• **What the task requires**
All entries below are to be retyped in full, precisely as they appear.

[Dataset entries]
*** Begin section ***

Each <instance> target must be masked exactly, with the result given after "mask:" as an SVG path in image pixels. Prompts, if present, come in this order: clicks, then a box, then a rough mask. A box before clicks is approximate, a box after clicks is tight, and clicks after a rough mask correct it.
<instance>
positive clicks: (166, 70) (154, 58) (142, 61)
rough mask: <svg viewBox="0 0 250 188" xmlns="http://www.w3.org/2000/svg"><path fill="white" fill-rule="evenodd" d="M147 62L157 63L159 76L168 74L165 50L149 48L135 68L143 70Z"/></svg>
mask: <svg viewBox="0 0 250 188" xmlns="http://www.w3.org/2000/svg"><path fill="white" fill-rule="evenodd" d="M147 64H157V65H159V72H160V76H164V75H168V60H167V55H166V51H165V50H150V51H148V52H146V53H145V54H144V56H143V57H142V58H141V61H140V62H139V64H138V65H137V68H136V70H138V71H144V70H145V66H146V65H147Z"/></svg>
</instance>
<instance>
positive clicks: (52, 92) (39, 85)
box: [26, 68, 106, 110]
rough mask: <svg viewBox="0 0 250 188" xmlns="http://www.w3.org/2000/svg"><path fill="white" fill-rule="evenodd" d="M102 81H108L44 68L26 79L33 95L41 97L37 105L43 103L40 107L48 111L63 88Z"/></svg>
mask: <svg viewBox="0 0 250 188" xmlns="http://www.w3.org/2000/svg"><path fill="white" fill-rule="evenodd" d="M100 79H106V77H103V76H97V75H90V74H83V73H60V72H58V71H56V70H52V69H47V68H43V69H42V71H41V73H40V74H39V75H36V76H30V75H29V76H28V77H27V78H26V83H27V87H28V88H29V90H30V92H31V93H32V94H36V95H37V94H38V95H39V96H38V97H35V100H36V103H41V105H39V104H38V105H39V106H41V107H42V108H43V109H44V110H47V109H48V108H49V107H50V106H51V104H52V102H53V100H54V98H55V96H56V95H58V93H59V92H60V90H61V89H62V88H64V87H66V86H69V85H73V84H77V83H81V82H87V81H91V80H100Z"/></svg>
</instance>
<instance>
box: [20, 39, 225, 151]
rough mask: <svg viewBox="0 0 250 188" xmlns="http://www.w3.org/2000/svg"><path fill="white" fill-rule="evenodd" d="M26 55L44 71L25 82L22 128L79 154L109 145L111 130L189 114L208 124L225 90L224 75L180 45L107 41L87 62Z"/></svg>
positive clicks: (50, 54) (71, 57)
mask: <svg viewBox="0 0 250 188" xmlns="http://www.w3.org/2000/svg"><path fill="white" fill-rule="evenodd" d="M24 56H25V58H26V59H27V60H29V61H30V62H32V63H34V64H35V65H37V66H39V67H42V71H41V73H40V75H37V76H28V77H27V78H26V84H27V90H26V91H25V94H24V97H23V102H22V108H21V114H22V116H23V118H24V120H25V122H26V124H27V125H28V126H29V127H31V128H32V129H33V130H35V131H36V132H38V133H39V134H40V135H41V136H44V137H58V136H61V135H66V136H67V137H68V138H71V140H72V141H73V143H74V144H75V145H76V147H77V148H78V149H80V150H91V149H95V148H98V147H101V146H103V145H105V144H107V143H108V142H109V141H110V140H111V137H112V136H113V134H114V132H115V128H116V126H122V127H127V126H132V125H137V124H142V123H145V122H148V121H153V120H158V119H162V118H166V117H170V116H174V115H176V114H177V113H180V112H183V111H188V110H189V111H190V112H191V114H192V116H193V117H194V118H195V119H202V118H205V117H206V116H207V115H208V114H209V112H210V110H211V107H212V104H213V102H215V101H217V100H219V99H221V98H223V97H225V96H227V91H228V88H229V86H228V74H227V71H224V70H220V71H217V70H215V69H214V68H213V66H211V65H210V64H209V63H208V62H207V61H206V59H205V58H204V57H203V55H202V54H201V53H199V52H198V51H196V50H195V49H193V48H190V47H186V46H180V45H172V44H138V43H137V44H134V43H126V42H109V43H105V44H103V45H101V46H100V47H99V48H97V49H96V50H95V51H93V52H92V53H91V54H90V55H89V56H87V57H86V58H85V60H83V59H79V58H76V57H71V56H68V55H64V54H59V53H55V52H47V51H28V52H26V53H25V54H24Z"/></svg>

*** End section ***

• **Solution below**
Each <instance> target must be masked exactly, with the result given after "mask:" as an SVG path in image pixels. Prompts, if present, come in this order: clicks, then a box, then a rough mask. A box before clicks is approximate, a box after clicks is tight, and clicks after a rough mask correct it.
<instance>
positive clicks: (166, 70) (154, 58) (142, 61)
rough mask: <svg viewBox="0 0 250 188" xmlns="http://www.w3.org/2000/svg"><path fill="white" fill-rule="evenodd" d="M147 62L157 63L159 76L168 74L165 50L149 48L135 68L143 70Z"/></svg>
mask: <svg viewBox="0 0 250 188" xmlns="http://www.w3.org/2000/svg"><path fill="white" fill-rule="evenodd" d="M147 64H157V65H159V72H160V76H164V75H168V60H167V55H166V51H165V50H150V51H148V52H146V53H145V54H144V56H143V57H142V58H141V61H140V62H139V64H138V65H137V68H136V70H138V71H144V70H145V66H146V65H147Z"/></svg>
</instance>
<instance>
positive clicks: (52, 92) (39, 85)
box: [26, 68, 106, 110]
rough mask: <svg viewBox="0 0 250 188" xmlns="http://www.w3.org/2000/svg"><path fill="white" fill-rule="evenodd" d="M102 81H108L44 68L26 79L33 95L41 97L37 105L43 103L40 107L48 111L63 88Z"/></svg>
mask: <svg viewBox="0 0 250 188" xmlns="http://www.w3.org/2000/svg"><path fill="white" fill-rule="evenodd" d="M100 79H106V77H103V76H97V75H90V74H83V73H60V72H58V71H56V70H52V69H47V68H43V69H42V71H41V73H40V74H39V75H36V76H30V75H29V76H28V77H27V78H26V83H27V87H28V88H29V90H30V92H31V93H32V94H36V95H37V94H38V95H39V96H38V97H35V100H36V103H41V105H39V104H38V105H39V106H41V107H42V108H43V109H44V110H47V109H48V108H49V107H50V106H51V104H52V102H53V100H54V98H55V96H56V95H58V93H59V92H60V90H61V89H62V88H64V87H66V86H69V85H73V84H77V83H81V82H87V81H91V80H100Z"/></svg>
</instance>
<instance>
box: [20, 39, 225, 151]
rough mask: <svg viewBox="0 0 250 188" xmlns="http://www.w3.org/2000/svg"><path fill="white" fill-rule="evenodd" d="M26 55L44 71L25 82L22 128L79 154L109 145L111 130L189 114L208 124L225 90L224 75L180 45L107 41L87 62Z"/></svg>
positive clicks: (50, 54) (71, 57)
mask: <svg viewBox="0 0 250 188" xmlns="http://www.w3.org/2000/svg"><path fill="white" fill-rule="evenodd" d="M24 56H25V58H26V59H27V60H29V61H30V62H32V63H34V64H35V65H37V66H39V67H42V71H41V73H40V75H37V76H28V77H27V78H26V84H27V90H26V91H25V94H24V97H23V102H22V108H21V114H22V116H23V118H24V120H25V122H26V124H27V125H28V126H29V127H31V128H32V129H33V130H35V131H36V132H38V133H39V134H40V135H41V136H44V137H58V136H61V135H66V136H67V137H68V138H71V140H72V141H73V143H74V144H75V145H76V147H77V148H78V149H80V150H91V149H95V148H98V147H101V146H103V145H105V144H107V143H108V142H109V141H110V140H111V137H112V136H113V134H114V132H115V128H116V126H122V127H127V126H132V125H137V124H142V123H145V122H148V121H153V120H158V119H162V118H166V117H170V116H174V115H176V114H177V113H180V112H183V111H188V110H189V111H190V112H191V114H192V116H193V117H194V118H195V119H202V118H205V117H206V116H207V115H208V114H209V112H210V110H211V107H212V104H213V102H215V101H217V100H219V99H221V98H223V97H225V96H227V91H228V88H229V86H228V74H227V71H224V70H220V71H217V70H215V69H214V68H213V66H211V65H210V64H209V63H208V62H207V61H206V59H205V58H204V57H203V55H202V54H201V53H199V52H198V51H196V50H195V49H193V48H190V47H186V46H180V45H172V44H138V43H137V44H134V43H126V42H109V43H105V44H103V45H101V46H100V47H99V48H97V49H96V50H95V51H93V52H92V53H91V54H90V55H89V56H87V57H86V58H85V60H83V59H79V58H76V57H71V56H68V55H64V54H59V53H55V52H47V51H28V52H26V53H25V54H24Z"/></svg>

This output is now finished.